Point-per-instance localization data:

---------------

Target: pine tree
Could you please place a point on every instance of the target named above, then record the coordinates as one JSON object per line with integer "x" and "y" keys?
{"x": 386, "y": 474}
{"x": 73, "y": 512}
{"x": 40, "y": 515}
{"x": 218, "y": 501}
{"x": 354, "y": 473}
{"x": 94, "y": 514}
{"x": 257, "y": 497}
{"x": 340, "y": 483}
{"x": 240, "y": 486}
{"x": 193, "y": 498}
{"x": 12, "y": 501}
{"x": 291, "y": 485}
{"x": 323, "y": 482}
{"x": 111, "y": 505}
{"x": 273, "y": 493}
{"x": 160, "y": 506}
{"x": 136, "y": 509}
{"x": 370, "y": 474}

---------------

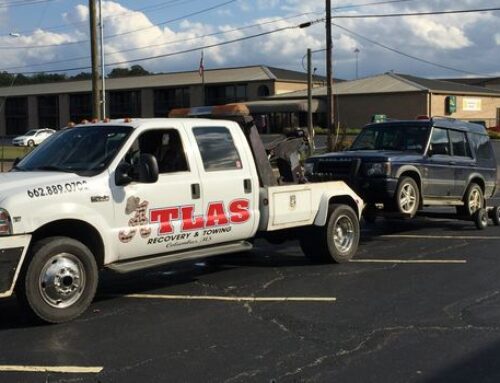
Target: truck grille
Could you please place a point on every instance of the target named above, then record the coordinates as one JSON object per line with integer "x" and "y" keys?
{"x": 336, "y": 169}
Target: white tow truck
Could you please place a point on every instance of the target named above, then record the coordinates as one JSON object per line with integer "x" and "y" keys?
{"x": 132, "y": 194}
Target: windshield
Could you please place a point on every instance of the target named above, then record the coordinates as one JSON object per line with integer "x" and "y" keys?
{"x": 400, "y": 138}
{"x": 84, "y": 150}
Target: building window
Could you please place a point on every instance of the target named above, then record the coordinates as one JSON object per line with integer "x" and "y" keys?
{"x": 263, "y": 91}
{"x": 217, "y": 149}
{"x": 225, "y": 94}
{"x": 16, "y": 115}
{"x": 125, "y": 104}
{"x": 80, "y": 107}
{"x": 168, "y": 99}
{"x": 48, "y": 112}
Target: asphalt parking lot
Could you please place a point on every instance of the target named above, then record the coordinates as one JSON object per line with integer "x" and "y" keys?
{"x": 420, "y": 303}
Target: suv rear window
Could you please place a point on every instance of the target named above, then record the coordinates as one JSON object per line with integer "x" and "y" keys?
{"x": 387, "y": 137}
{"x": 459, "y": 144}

---------------

Required action: Check each line above for the word "window", and copy the lines where it appears.

Answer area:
Target: building window
Target: suv rear window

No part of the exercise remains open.